- [TASK DESCRIPTION] Transcribe the Tongyi DeepResearch page from "Tongyi DeepResearch¶" up to and including "Humanity's Last Exam).".

- [TEXT PROVIDED]
----

Tongyi DeepResearch¶
external · status: active · focus: literature · discipline: general · started: 2025
Project page: https://github.com/Alibaba-NLP/DeepResearch
Source: projects/landscape/tongyi-deepresearch.yml
Positioning¶
An agentic large language model purpose-built for long-horizon deep-information-seeking tasks (arXiv:2510.24701), shipped both as open weights (30.5B total / 3.3B active) and as inference code with ReAct and 'Heavy' (IterResearch) modes. Sits in the literature/ synthesis block of the RISE diagram, with state-of-the-art reported results on agentic-search benchmarks (BrowseComp, FRAMES, Humanity's Last Exam).
Distinctive contribution¶
Treats agentic-research capability as a model-training problem, not just an orchestration problem: continual agentic pre-training, fully automated synthetic data generation, and end-to-end on-policy RL with GRPO. Distinguishes itself from prompt-engineering pipelines by shipping a model purpose-trained for research-style tool use.

----

- [DATASET ENTRIES]
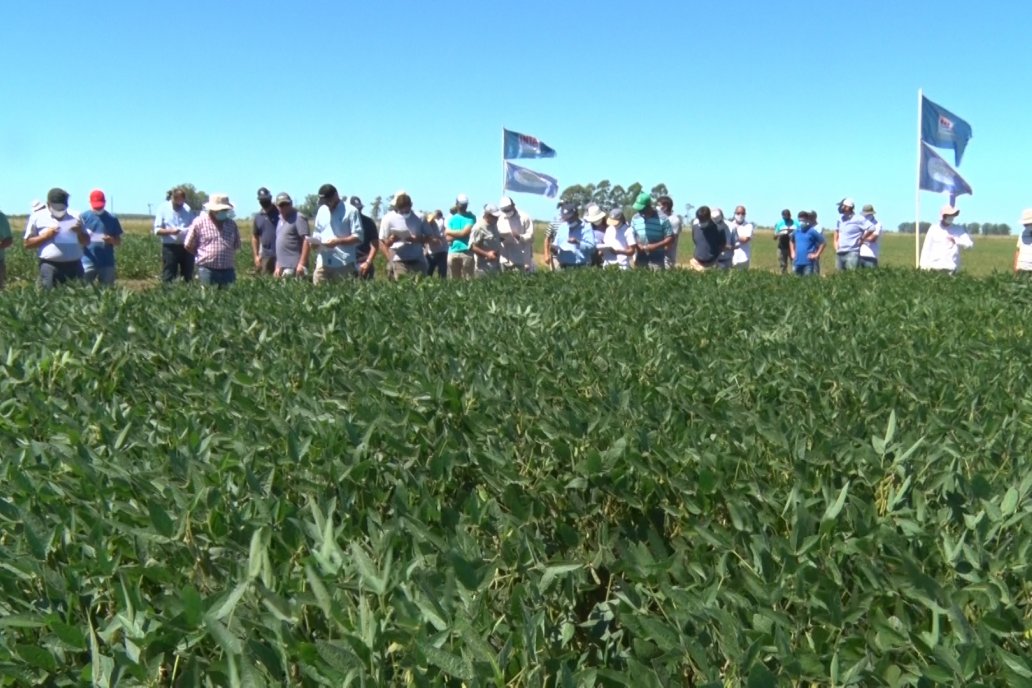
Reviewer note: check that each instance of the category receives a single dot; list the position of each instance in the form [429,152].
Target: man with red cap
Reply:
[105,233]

----

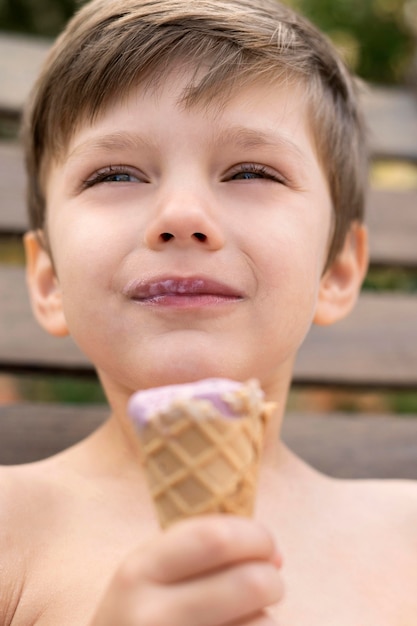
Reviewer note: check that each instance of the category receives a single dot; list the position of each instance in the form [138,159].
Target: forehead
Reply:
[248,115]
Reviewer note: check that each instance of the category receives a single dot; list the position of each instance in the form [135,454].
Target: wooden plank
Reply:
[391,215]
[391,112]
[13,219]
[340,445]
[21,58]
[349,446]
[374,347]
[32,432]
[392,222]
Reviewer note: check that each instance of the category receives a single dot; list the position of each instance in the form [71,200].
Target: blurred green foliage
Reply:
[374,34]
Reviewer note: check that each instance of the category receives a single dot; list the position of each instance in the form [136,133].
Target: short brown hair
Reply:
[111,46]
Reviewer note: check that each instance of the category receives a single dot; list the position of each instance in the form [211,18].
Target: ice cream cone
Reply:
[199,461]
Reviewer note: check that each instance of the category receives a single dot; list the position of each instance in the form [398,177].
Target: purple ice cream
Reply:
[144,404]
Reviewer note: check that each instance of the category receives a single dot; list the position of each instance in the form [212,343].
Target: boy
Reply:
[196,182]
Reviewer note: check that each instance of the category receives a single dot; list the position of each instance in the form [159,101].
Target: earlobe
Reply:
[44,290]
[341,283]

----

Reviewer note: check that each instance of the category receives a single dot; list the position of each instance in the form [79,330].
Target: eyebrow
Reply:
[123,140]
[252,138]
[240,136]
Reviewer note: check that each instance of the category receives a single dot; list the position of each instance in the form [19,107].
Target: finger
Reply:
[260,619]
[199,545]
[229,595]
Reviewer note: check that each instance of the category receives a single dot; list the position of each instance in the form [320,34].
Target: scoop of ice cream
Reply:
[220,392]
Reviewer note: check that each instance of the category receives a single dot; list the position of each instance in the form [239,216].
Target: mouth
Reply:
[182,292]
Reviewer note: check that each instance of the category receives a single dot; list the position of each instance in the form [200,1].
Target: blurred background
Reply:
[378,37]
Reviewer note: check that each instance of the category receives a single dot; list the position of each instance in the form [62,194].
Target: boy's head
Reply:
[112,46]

----

- [SOLUTION]
Tongyi DeepResearch¶
external · status: active · focus: literature · discipline: general · started: 2025
Project page: https://github.com/Alibaba-NLP/DeepResearch
Source: projects/landscape/tongyi-deepresearch.yml
Positioning¶
An agentic large language model purpose-built for long-horizon deep-information-seeking tasks (arXiv:2510.24701), shipped both as open weights (30.5B total / 3.3B active) and as inference code with ReAct and 'Heavy' (IterResearch) modes. Sits in the literature/ synthesis block of the RISE diagram, with state-of-the-art reported results on agentic-search benchmarks (BrowseComp, FRAMES, Humanity's Last Exam).